> **DIRECTIVE A**: In the excerpt on the sub-Neptunian rift, what did the Kepler space telescope reveal in 2017?
> **DIRECTIVE B**: Pick up the passage on the sub-Neptunian rift after its final sentence and extend it in the same technical style.

> **EXCERPT PROVIDED**:
---*---
In 2017, the Kepler space telescope revealed the absence of planets sized about two Earth radii. This gap in the planet radius distribution is called the "sub-Neptunian rift." "Its existence is one of the most significant observational constraints for understanding the origin and composition of exoplanets with radii between that of Earth and Neptune," explains Julia Venturini, Ambizione Fellow at the SNSF, a scientific collaborator at UNIGE's Department of Astronomy, member of the NCCR PlanetS, and co-author of the study. "Like other research groups, we had predicted based on our calculations, even before the 2017 observations, that such a rift should exist," adds Christoph Mordasini, professor at UNIBE's Space Research and Planetary Sciences (WP) division, member of the NCCR PlanetS, and co-author of the study.
Where Does the Sub-Neptunian Rift Come From?
Two types of exoplanets populate the radius interval between one and four Earth radii. On one hand, rocky planets - "super-Earths" - larger than Earth. On the other, gaseous planets called sub-Neptunian planets (or mini-Neptunes), some of which, the ocean planets, might host enough water to be covered in an icy ocean several tens of miles deep. Among these two types of planets, super-Earths and sub-Neptunians, astronomers find very few with a radius twice that of Earth.
To explain the emergence of this "rift," the most commonly suggested mechanism is that planets lose part of their original atmosphere due to stellar irradiation. "This explanation assumes that planets form and remain very close to their star, where they would be dry, without water," specifies Julia Venturini. "However, this explanation contradicts formation models, which show that planets sized between two and four Earth radii, the ocean planets, generally come from the coldest, most distant regions of the stellar system."
Numerous clues suggest that some planets might move away from their birthplace during their evolution, migrating inward or outward in their system. This migration would allow planets born in cold, icy regions, like ocean planets, to complete their formation on orbits very close to their star.
Wandering Ocean Planets
As icy, water-rich ocean planets migrate toward their star, the ice melts and eventually forms a thick water vapor atmosphere. This process leads to an increase in their radius to slightly higher values, beyond a double Earth radius. Conversely, water-poor super-Earths "shrink" by losing the volatile gases from their original atmosphere, such as hydrogen and helium, under the influence of the star.
---*---
> **ITEMS**:
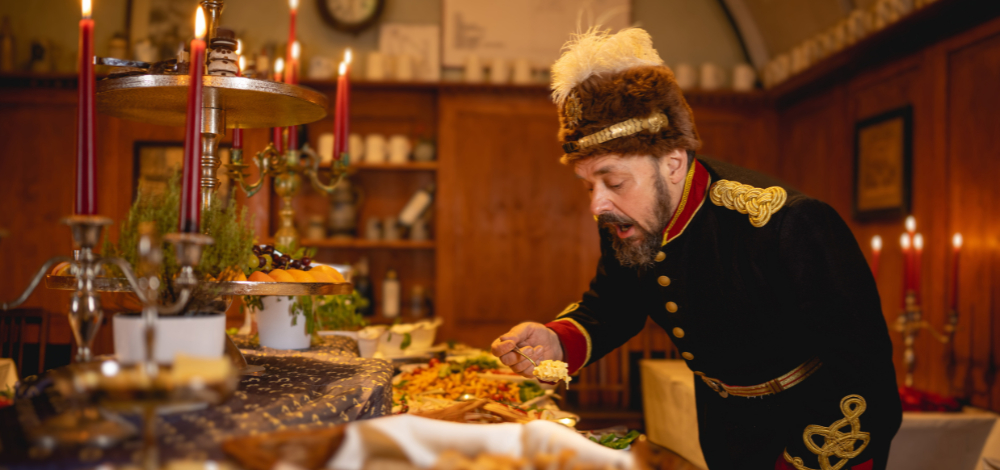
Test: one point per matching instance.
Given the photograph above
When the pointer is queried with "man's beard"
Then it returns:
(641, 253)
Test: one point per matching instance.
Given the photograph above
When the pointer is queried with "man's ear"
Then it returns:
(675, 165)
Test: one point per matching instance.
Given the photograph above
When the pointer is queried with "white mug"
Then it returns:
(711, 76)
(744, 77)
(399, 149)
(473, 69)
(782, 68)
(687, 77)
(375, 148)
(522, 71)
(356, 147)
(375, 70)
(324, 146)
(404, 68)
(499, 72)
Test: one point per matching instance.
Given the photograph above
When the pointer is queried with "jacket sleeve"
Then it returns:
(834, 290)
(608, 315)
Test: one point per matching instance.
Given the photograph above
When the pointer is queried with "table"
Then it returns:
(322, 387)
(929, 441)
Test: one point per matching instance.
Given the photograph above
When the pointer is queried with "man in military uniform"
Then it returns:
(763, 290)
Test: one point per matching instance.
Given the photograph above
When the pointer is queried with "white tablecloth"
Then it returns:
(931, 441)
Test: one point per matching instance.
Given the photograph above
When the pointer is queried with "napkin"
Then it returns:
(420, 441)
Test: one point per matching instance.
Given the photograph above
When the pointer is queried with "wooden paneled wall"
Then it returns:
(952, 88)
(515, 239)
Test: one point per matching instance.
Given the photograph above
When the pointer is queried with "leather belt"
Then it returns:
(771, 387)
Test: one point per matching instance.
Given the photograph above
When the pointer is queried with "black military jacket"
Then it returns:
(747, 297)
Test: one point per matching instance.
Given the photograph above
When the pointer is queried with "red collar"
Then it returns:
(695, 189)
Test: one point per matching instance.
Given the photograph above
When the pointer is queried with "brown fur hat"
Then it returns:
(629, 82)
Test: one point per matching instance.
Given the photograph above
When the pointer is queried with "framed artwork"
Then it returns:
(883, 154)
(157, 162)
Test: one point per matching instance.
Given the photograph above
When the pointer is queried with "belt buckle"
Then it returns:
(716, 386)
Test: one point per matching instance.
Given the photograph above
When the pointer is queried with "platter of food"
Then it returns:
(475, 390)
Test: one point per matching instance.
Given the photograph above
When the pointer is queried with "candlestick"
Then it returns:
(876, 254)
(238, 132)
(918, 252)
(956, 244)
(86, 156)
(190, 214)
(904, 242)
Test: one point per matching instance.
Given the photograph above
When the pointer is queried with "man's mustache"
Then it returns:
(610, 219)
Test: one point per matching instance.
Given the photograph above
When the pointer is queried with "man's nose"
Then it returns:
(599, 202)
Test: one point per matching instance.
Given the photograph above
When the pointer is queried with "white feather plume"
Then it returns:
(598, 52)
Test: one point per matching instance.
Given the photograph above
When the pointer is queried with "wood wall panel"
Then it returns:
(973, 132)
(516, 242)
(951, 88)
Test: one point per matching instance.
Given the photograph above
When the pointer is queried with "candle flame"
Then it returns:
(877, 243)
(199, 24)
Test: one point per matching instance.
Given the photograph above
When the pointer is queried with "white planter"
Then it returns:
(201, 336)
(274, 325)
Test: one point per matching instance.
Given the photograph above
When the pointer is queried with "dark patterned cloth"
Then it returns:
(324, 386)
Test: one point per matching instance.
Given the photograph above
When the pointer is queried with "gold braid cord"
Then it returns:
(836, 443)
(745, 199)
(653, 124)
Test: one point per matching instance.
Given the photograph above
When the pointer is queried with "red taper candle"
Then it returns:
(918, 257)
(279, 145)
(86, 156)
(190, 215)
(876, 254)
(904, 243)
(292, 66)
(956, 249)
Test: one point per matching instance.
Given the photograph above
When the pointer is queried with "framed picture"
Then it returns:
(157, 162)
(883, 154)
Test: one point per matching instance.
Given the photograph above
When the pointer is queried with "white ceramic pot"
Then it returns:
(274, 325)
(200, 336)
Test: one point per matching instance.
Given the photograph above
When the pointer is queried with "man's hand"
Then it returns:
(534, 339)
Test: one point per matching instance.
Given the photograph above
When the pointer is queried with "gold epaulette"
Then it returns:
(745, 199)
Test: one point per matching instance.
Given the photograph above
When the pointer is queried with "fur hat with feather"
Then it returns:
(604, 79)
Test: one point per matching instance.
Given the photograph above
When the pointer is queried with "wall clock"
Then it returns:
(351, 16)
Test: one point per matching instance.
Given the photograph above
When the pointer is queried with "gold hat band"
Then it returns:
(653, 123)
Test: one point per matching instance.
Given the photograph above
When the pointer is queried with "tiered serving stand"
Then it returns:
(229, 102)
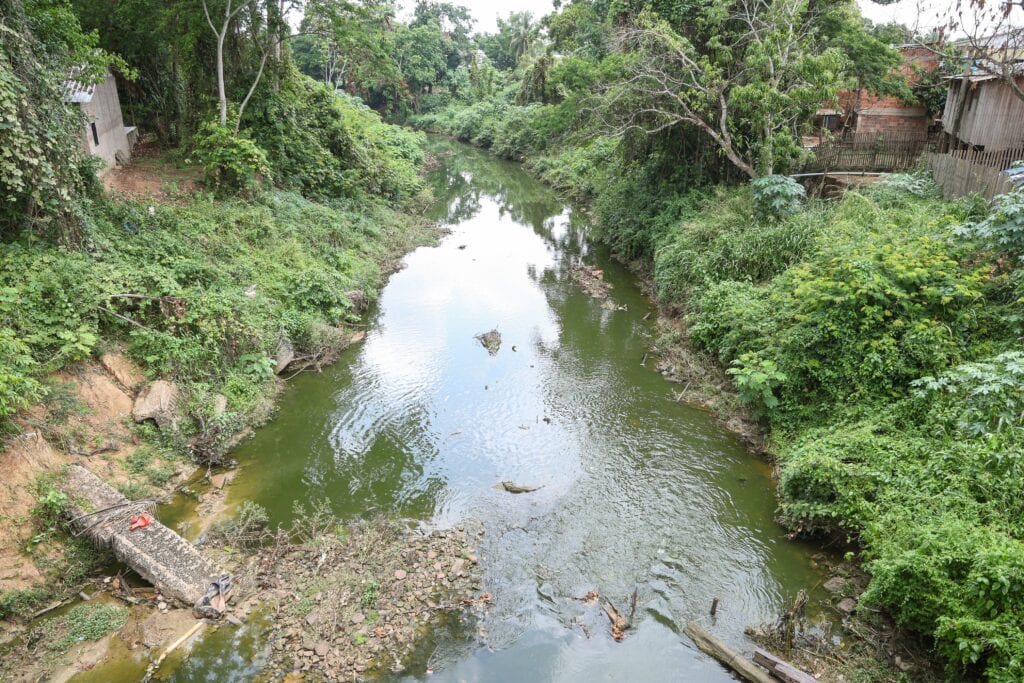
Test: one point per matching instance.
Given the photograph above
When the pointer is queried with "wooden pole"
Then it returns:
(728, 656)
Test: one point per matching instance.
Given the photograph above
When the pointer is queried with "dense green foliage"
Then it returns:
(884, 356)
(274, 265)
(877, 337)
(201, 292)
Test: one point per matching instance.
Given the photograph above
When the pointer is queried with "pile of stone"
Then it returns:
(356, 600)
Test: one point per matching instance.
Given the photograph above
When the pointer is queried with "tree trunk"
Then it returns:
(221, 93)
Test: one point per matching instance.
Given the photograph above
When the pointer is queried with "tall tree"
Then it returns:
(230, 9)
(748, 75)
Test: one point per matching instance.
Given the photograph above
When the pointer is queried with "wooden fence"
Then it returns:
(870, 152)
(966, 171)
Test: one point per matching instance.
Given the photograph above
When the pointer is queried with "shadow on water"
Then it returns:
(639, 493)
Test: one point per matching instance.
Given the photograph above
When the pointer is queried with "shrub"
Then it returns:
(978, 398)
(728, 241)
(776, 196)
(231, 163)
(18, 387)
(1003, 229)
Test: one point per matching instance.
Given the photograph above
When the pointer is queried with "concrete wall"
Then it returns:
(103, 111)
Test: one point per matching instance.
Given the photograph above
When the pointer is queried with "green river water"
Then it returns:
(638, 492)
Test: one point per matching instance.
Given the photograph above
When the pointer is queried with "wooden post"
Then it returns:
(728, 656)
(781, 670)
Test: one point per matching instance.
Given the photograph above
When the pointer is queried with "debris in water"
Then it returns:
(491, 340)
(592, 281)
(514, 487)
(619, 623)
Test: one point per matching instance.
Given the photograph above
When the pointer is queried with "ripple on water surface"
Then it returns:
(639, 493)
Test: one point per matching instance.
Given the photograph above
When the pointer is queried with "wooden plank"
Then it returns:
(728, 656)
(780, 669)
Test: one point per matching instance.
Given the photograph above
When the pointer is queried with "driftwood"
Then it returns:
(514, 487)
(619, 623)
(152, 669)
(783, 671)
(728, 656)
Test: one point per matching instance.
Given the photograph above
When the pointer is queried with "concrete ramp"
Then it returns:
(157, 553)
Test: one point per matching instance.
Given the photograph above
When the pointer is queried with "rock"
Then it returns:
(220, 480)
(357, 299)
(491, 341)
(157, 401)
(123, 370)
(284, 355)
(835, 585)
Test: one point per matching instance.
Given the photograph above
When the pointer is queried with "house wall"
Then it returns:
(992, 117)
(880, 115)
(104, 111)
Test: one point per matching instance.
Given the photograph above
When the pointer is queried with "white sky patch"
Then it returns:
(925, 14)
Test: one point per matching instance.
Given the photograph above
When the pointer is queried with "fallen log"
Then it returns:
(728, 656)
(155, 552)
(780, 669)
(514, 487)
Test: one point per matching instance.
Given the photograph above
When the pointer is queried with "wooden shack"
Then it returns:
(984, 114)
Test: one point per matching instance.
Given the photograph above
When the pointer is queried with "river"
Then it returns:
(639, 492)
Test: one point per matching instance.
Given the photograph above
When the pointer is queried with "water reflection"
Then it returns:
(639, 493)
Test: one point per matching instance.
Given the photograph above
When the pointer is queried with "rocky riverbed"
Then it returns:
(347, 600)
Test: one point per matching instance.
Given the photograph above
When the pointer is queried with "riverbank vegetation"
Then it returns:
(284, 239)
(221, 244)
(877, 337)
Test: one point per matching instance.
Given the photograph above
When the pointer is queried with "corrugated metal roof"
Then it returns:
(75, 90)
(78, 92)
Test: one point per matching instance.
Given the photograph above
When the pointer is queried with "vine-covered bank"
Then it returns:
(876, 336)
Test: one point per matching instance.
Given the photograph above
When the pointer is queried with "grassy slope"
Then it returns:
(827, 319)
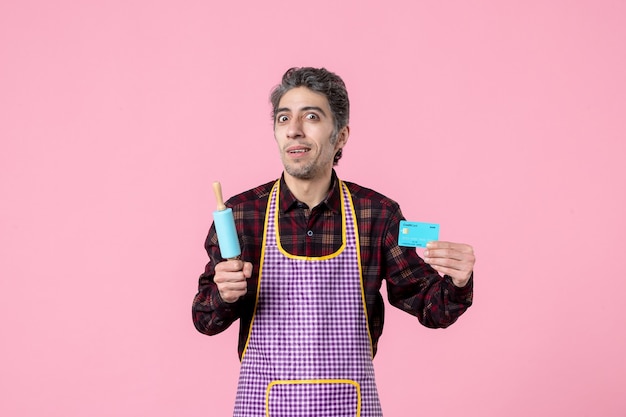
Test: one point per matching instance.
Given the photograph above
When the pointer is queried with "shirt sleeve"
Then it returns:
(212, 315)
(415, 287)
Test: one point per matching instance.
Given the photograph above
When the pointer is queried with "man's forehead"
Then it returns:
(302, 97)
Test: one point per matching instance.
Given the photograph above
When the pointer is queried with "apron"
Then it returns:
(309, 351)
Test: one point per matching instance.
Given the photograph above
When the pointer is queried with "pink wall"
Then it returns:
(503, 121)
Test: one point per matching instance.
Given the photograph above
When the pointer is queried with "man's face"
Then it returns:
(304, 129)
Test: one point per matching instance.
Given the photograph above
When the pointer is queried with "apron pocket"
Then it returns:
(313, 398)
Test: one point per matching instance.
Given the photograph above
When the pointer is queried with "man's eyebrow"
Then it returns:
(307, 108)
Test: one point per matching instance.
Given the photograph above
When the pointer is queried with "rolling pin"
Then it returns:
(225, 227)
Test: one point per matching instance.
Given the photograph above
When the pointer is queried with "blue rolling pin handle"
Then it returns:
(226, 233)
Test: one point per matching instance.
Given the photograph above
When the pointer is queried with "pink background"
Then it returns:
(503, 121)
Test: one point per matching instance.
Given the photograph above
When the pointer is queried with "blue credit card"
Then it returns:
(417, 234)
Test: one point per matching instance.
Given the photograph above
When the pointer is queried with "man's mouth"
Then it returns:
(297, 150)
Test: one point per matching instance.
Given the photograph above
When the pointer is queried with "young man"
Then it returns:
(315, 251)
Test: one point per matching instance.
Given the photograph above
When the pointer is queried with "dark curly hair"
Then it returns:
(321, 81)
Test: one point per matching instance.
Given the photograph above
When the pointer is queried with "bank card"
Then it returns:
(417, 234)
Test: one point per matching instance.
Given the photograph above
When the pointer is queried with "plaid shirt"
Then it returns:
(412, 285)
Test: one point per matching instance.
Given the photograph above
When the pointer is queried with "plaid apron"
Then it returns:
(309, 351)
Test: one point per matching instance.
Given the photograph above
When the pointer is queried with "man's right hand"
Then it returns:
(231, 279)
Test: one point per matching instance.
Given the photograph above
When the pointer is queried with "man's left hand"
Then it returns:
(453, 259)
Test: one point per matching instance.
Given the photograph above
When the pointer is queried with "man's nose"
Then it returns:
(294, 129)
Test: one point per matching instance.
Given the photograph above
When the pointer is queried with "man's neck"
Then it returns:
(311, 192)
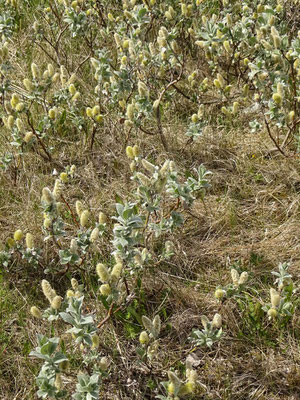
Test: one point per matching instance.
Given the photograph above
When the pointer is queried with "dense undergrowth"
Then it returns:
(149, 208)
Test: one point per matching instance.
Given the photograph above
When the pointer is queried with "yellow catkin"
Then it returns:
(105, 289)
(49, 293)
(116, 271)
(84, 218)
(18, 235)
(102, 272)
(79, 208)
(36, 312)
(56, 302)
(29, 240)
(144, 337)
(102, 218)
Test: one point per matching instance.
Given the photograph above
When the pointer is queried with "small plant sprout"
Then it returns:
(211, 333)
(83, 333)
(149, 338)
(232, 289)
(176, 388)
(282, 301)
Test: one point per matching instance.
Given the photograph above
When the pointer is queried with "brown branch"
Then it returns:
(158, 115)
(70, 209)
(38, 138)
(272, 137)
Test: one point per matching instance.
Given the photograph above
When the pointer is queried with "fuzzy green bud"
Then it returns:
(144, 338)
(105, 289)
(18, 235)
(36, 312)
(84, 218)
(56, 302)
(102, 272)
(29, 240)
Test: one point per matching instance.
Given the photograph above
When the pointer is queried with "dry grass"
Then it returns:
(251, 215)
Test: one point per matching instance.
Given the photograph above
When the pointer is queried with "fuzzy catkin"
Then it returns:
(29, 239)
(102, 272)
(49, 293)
---*---
> **OUTPUT A**: It revealed the absence of planets about two Earth radii in size.

> **OUTPUT B**:
Combined computer models of formation and evolution thus indicate that the migration of ocean planets significantly contributes to the large number of planets detected with a radius greater than two Earth radii, while the atmospheric evaporation of super-Earths contributes to the overabundance of planets smaller than two Earth radii. At the center of these two populations lies the sub-Neptunian rift. "We already obtained this result in 2020. The new study confirms it with a different formation model. This strengthens the conclusion that sub-Neptunian planets are primarily worlds of water," states Julia Venturini, who also led the 2020 study.
Further Work to Come
In addition to explaining a hitherto mysterious phenomenon, these findings open new avenues for the study of exoplanets. "If we extend our results to more temperate regions, where water is liquid, this could suggest the existence of aquatic worlds with deep liquid oceans," explains Christoph Mordasini. "Such planets could potentially harbor life and would be relatively straightforward targets for the search for biomarkers due to their size."
Observations with telescopes like the James Webb Space Telescope or the Extremely Large Telescope, currently under construction, could also prove helpful. They would allow determining the atmospheric compositions of planets based on their size, which would test the described simulations.